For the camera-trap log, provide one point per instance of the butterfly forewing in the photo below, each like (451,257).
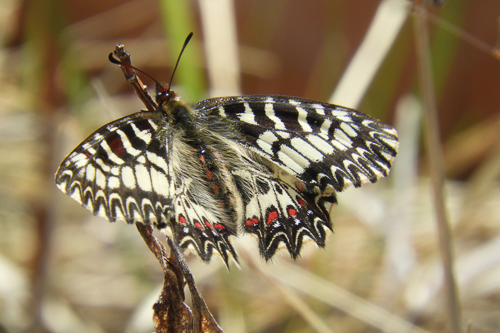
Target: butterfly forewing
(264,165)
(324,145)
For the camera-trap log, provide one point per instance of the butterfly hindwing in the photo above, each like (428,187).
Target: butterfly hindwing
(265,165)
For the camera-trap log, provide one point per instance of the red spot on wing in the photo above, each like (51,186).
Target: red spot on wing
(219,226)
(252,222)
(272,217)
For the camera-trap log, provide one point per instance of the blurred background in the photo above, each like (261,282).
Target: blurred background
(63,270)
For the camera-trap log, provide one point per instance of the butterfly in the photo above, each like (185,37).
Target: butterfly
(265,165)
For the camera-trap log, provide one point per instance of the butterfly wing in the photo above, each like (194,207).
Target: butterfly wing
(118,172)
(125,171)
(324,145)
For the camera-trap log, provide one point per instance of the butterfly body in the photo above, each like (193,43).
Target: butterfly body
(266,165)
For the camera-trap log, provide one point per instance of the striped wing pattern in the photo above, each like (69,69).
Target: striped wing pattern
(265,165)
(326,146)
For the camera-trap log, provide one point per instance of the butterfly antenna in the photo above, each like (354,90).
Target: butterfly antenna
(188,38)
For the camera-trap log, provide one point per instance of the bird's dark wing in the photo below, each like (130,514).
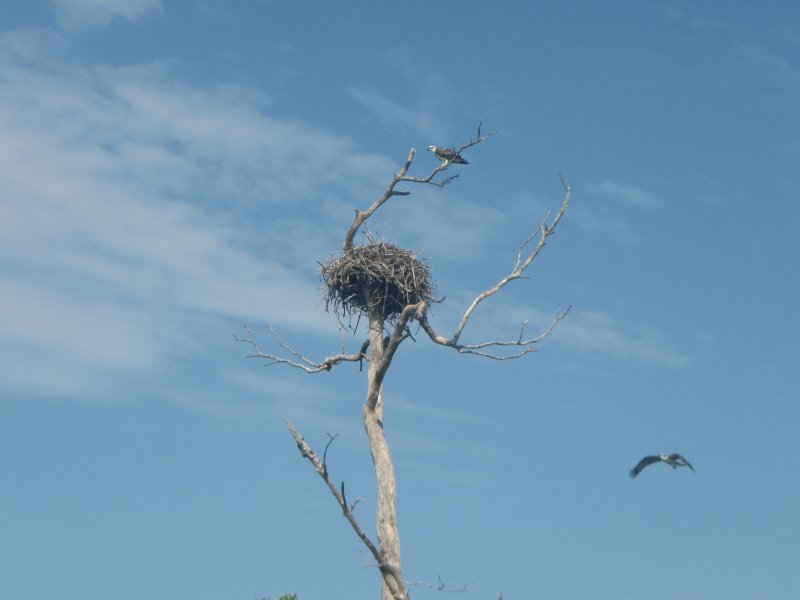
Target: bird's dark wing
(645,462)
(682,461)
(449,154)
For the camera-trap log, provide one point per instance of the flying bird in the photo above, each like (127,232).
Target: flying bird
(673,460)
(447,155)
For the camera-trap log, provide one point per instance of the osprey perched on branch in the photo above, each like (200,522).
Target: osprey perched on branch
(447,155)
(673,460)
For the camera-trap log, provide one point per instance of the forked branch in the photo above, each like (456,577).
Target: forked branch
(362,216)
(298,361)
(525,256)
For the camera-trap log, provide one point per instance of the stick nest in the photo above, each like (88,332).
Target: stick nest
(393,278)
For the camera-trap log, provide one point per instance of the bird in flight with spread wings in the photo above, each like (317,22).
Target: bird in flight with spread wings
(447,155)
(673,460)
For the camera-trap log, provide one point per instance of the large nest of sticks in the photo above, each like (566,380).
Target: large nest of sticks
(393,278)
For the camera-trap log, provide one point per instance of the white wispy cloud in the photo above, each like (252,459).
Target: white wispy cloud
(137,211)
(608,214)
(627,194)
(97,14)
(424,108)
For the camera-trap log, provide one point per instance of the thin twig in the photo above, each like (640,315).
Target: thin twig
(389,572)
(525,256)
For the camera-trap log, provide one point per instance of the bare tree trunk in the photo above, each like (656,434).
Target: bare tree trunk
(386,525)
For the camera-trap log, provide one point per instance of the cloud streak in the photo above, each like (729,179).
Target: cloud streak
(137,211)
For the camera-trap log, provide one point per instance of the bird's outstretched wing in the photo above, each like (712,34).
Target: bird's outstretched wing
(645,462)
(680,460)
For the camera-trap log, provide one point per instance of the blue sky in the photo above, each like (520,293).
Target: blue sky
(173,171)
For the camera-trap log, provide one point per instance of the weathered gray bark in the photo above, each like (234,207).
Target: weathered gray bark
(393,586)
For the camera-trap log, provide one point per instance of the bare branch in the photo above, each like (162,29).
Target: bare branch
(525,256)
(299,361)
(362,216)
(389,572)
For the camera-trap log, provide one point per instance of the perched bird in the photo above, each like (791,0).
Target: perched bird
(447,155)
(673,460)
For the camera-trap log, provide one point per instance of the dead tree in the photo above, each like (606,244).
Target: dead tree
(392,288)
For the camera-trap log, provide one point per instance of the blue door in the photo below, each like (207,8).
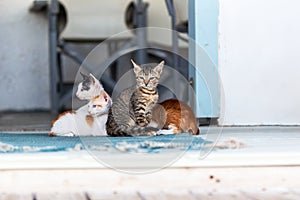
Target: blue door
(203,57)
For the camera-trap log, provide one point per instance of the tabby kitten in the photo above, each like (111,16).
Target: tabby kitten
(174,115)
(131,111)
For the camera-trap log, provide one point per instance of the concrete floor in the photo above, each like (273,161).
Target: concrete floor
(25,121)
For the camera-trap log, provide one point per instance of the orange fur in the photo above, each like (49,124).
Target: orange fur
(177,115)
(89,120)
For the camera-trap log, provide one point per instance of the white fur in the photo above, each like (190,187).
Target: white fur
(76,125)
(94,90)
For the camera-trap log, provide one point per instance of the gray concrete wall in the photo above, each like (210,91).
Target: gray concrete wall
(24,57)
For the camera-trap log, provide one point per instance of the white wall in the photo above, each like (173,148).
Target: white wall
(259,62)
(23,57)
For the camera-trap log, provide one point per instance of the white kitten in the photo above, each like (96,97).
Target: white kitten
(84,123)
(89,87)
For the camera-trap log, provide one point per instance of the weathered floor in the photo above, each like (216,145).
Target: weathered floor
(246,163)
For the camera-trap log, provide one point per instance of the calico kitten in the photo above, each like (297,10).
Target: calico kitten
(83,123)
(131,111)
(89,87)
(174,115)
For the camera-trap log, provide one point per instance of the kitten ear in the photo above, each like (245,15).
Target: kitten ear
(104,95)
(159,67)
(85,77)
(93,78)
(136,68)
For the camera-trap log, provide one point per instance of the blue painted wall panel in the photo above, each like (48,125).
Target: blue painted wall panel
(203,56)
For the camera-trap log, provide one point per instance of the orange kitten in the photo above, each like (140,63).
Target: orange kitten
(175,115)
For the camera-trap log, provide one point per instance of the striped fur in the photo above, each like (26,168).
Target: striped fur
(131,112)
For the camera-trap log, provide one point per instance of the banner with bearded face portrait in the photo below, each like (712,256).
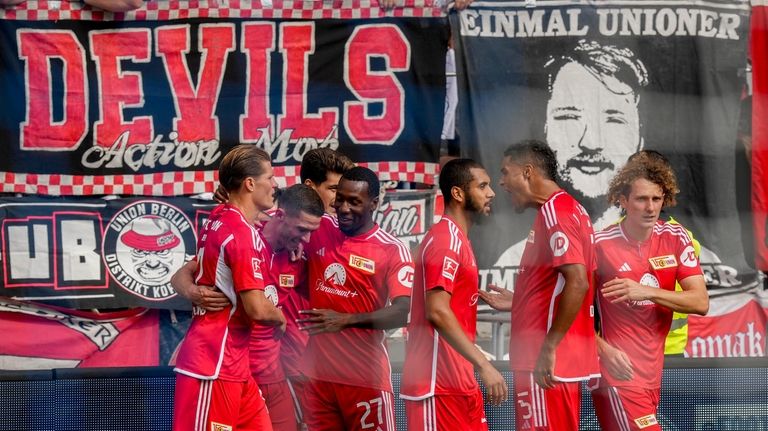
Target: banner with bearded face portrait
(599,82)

::::

Task directions: Please rewrite all of the lines above with "camera-trap log" changed to "field survey record" everywhere and nothing else altered. Leave out the pictures.

Result of the task:
For the field survey record, provide one point per instance of the butterfly forewing in the photo below, each like (451,257).
Target: butterfly forewing
(264,165)
(324,145)
For the field survey record, provide one point per instance of the butterfly hindwing in the photo above, each like (428,187).
Target: butterfly hindwing
(265,165)
For the field survey record, provide one point per instance of the red spot on wing in the photo above, each like (51,186).
Target: red spot on wing
(219,226)
(252,222)
(272,217)
For the field survey record, provide one point per instance of the blurred background in the photo above, each like (261,282).
Target: blurred background
(63,270)
For the field survey record, provide one point per instance of the butterfly in the photo above, each like (185,37).
Target: butterfly
(265,165)
For the field survey record, provide one point per instance of the butterfly wing in the photo above, each like (194,207).
Target: butterfly wing
(118,172)
(125,171)
(324,145)
For the field survey record, provide one point per instance of the butterfly body in the photo above, each like (193,43).
Target: butterfly body
(266,165)
For the field survey record, provide one point per instance of the striped wing pattern in the photo above, each like (69,69).
Target: striped wing pattern
(265,165)
(326,146)
For the field survey record, provide one point per instance of the butterfly antenna in the photo above, each like (354,90).
Target: butterfly antenna
(188,38)
For the field survey record, provide one point per instance of the bird's dark wing in the photo below, each like (130,514).
Target: bird's dark wing
(645,462)
(682,461)
(449,154)
For the field survey record, provide one point per instance of the flying bird in the photo above, each like (127,232).
Target: flying bird
(673,460)
(447,155)
For the field survey record, provide one point per instance of the osprey perched on branch in the photo above, each like (200,522).
Target: osprey perched on branch
(447,155)
(673,460)
For the field survey record, provide one point per instance of the forked branch in the photo above, each like (456,577).
Target: forked branch
(362,216)
(298,361)
(525,256)
For the field survey record, provide one point per instance of the stick nest in the photo above, each like (88,332).
Target: stick nest
(393,278)
For the field survey record, provide one point per instance of the bird in flight with spread wings in the photo above, each like (317,22).
Target: bird in flight with spread wings
(447,155)
(673,460)
For the field survey record, provide one point per instance of the large nest of sticks in the photo above, each like (566,380).
Target: large nest of sticks
(393,278)
For the field survey record, provide one point per instance of the white wispy cloud in the photo above, each like (252,459).
Target: white wispy cloud
(137,211)
(608,214)
(627,194)
(97,14)
(424,108)
For the field survey record, provide one point per instance of the thin twig in the photo above, each like (640,315).
Target: thin twig
(389,572)
(525,256)
For the field survey record, provide one point per instance of the bare tree trunk in the photo above, each like (656,434).
Target: bare tree trunk
(386,525)
For the field survey record, provide one point per instance of the cloud streak in the photo above, each like (729,179).
Target: cloud streak
(137,211)
For the field survey record, provide one point per instance of the bird's outstretched wing in the photo above, each like (712,34).
Target: bird's outstretched wing
(645,462)
(680,460)
For the field survey record, provide one point per instance of the blue sky in the photo above, each like (520,293).
Target: blue sky
(173,171)
For the field survey record, provide one point per instance of the weathered gray bark in the photo above, each like (234,207).
Target: weathered gray bark
(393,586)
For the field survey record, provide one point per instance of the bare branch in the photo above, each like (162,29).
Target: bare branch
(525,256)
(299,361)
(362,216)
(389,572)
For the field survey record, provide one point per instance of the perched bird in the photo above, each like (791,0).
Target: perched bird
(447,155)
(673,460)
For the field survey record, provide one point per instance of the dead tree in the photo above, each like (606,244).
Target: dead tree
(392,288)
For the field survey record, provide one point per instance of the blue door in the photo below, each like (207,8).
Target: blue door
(203,57)
For the field survey record, provide one point per instance of the tabby kitten in the photo above, each like (111,16).
Target: tabby kitten
(174,115)
(131,111)
For the field survey record, provide one point per instance of the concrete floor in the photo above, each like (273,161).
Target: concrete floor
(25,121)
For the field survey record, provide one point per instance of the orange fur in the photo above, each like (49,124).
Target: orange fur
(177,115)
(89,120)
For the field survey record, provide one point per instance of the white fur in the photo above, each like (190,187).
Target: white fur
(76,125)
(94,90)
For the field survey record, provide one point per instance of the gray concrete wall in the photo above, each like (210,91).
Target: gray concrete wall
(24,57)
For the field survey record, provide one point per instance of the white wall in the photo above, each like (173,148).
Target: white wall
(259,62)
(23,57)
For the field survey record, provide one point per instance of the white kitten in the photo above, each like (96,97).
Target: white kitten
(84,123)
(89,87)
For the field survey record, provide one point per instance of the weathered floor in the photo above, each like (216,145).
Target: weathered floor
(246,163)
For the field survey record, provide one point per instance of the calico kitten in the photo above, each like (297,10).
Target: calico kitten
(83,123)
(131,111)
(89,87)
(174,115)
For the field survey record, provide one point per instance of the kitten ear in the photo above, each like (245,15).
Target: kitten ear
(104,95)
(159,67)
(85,77)
(93,78)
(136,68)
For the field survey record, provide one point per instance of the blue painted wall panel in the photo above, each like (48,125).
Target: blue painted wall panel
(203,56)
For the field survey record, provide one point per instance of the orange kitten in the photo above, each like (140,63).
Target: orange kitten
(175,115)
For the field survey record, provide one point per instance of the striped fur in the photo above, each like (26,168).
Target: striped fur
(131,112)
For the field survey record, provide one point per instance of the banner with bearded face portrait in the photo below, each like (712,256).
Target: banner with bearded face portrait
(599,82)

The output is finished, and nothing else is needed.